-- Material for this task start --

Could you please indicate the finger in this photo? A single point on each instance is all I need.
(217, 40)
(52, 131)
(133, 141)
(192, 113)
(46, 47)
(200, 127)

-- Material for this task end --
-- Material for this task start --

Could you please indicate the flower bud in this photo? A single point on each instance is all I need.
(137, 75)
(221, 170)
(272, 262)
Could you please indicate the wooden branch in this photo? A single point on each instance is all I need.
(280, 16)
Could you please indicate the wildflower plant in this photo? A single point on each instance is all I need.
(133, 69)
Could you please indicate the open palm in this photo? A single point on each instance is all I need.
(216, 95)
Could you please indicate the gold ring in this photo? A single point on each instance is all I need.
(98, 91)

-- Material for this task end --

_Your instructions_
Count the lines of the material above that contain the word "each". Reply with the number only.

_Output below_
6